[A run of records]
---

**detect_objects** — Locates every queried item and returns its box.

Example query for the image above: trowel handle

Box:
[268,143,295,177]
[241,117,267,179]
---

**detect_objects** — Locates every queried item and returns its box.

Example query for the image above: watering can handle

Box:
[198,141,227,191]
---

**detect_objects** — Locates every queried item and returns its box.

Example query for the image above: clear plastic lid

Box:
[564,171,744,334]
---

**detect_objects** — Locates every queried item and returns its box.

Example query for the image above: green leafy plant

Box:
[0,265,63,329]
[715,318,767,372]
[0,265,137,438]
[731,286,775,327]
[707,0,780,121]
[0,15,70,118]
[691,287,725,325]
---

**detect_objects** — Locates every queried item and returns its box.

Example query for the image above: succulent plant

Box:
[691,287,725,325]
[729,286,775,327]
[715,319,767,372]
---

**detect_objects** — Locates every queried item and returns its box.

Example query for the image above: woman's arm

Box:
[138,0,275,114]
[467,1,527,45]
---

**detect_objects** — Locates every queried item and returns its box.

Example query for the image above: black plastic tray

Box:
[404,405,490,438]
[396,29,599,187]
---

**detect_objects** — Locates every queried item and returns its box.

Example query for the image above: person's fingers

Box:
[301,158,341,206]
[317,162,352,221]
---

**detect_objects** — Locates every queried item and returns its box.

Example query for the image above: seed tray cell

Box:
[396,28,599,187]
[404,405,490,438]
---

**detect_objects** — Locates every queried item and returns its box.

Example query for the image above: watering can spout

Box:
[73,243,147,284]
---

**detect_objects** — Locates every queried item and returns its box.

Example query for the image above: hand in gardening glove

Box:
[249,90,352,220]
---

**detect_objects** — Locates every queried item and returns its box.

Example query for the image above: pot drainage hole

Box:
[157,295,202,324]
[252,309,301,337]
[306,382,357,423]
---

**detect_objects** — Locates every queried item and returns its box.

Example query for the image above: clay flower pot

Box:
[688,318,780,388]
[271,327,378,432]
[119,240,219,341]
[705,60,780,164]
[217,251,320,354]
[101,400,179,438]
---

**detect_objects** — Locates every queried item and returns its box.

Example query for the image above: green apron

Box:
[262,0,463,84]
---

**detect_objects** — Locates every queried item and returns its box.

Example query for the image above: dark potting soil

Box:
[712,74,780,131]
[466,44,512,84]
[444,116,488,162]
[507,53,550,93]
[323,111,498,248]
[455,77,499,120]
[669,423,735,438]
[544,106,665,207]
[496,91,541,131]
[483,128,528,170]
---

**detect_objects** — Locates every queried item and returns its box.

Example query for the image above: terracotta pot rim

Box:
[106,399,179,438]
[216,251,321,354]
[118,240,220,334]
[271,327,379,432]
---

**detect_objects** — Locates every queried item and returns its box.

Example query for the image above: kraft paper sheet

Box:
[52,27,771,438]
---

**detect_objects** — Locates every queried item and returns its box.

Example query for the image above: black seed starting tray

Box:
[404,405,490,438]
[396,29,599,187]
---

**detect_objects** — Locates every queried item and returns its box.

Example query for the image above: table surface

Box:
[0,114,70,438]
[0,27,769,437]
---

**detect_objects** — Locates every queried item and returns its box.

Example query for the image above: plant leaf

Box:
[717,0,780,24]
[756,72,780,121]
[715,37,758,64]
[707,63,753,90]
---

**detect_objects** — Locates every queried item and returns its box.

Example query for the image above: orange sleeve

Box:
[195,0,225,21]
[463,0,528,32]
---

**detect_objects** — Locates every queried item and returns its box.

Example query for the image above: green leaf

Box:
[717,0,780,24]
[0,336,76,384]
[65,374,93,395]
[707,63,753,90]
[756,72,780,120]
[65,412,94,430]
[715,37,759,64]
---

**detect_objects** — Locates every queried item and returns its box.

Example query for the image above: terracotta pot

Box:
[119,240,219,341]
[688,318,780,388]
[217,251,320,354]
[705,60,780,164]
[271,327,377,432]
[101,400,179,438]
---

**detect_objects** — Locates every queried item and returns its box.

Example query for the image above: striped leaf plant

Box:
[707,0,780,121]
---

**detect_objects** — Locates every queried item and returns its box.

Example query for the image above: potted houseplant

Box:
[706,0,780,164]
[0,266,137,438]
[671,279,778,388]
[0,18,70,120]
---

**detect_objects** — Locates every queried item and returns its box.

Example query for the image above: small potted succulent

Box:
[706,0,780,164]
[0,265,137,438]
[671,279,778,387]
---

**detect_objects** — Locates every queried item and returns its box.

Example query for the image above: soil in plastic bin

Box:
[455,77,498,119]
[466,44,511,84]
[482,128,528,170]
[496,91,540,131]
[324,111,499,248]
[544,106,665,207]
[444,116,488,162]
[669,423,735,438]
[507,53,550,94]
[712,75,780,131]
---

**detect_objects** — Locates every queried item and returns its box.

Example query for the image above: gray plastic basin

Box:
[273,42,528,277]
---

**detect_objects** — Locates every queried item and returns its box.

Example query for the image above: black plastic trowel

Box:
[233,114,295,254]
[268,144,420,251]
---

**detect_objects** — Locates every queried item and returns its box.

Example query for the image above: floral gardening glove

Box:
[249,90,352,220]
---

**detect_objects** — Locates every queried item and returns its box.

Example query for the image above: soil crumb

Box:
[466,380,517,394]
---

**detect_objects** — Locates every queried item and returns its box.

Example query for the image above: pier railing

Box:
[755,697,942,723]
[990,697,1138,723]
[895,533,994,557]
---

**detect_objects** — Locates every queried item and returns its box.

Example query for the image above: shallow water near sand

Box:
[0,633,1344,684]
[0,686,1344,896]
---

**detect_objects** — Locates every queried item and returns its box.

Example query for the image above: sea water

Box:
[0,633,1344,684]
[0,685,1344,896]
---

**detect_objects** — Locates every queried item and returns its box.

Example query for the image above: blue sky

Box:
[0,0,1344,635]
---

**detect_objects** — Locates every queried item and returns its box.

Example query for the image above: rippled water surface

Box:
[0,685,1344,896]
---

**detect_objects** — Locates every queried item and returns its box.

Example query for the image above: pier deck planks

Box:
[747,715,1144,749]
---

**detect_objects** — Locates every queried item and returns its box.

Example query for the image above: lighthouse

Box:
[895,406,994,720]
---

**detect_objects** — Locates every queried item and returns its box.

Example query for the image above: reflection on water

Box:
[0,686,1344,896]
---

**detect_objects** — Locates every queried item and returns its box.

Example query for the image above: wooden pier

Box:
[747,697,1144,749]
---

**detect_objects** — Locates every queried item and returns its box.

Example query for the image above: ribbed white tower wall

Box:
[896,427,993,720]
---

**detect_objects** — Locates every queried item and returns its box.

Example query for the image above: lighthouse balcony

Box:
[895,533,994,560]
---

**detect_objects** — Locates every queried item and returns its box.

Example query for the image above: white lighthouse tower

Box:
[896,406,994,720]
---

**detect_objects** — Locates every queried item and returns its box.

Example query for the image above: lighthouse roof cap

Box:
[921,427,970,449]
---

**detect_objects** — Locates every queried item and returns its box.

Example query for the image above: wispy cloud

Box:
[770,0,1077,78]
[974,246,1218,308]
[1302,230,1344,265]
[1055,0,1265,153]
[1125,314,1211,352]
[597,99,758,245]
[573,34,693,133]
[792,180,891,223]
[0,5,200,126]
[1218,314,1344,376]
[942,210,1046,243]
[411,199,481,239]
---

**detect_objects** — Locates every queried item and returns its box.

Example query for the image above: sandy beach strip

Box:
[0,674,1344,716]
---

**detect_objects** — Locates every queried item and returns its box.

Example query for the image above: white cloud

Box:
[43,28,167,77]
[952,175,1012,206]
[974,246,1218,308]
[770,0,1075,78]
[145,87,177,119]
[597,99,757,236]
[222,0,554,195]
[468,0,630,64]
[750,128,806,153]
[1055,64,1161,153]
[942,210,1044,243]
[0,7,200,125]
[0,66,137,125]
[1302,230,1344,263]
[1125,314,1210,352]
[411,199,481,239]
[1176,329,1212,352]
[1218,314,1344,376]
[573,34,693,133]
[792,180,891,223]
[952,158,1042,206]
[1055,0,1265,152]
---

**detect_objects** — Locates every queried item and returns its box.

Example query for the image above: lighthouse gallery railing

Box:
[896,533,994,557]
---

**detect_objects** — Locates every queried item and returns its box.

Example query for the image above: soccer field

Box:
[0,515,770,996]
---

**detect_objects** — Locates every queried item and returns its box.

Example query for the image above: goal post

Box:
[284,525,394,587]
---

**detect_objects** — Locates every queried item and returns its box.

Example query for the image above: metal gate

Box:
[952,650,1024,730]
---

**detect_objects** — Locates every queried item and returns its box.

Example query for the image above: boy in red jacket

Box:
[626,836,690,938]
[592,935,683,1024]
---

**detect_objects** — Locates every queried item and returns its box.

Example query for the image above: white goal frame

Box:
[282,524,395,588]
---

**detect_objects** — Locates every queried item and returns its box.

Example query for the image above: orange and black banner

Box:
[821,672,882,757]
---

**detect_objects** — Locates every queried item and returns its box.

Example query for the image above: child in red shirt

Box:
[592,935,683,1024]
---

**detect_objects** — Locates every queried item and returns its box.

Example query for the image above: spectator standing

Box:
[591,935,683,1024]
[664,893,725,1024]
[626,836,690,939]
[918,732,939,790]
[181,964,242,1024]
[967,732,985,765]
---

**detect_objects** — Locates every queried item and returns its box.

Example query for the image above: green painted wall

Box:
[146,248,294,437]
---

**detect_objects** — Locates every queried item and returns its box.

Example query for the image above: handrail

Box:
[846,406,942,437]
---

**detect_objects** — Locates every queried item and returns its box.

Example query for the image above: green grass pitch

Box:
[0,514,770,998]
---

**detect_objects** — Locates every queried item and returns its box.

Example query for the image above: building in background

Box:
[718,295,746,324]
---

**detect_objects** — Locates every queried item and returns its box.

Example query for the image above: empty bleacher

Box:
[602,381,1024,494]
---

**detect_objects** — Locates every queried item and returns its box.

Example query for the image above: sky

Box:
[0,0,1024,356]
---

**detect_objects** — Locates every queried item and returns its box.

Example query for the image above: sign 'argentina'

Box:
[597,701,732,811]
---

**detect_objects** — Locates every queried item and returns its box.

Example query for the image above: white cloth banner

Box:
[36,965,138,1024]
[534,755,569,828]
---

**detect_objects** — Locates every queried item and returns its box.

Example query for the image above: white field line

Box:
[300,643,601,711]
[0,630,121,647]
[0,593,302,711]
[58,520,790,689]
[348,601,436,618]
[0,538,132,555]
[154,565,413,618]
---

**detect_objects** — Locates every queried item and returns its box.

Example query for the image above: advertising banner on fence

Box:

**What to do**
Copy the records from the start through the line with "[715,319,767,372]", switching "plant" to "seedling" and keeping everything else the same.

**Response to the exercise**
---

**detect_objects** — Locates every queried item and returns its box.

Example query for the image above: trowel handle

Box:
[268,143,295,177]
[241,117,267,179]
---

**detect_objects** — Locates every queried item and returns its box.

Example query for the image above: watering can handle

Box:
[198,141,227,191]
---

**detect_objects** — Locates every queried item and returns its box.

Example query for the image above: clear plastic lid

Box:
[564,171,744,334]
---

**detect_objects** — Locates every queried item and returns its box.

Example query for the image above: green leafy seedling

Box:
[0,265,63,329]
[715,318,767,372]
[0,265,137,438]
[731,286,775,327]
[707,0,780,121]
[0,15,70,118]
[691,287,725,325]
---

**detect_objects** — Locates every queried item and returns its box.

Example query for the image above: succulent seedling

Box:
[691,287,725,325]
[729,286,775,327]
[715,319,767,372]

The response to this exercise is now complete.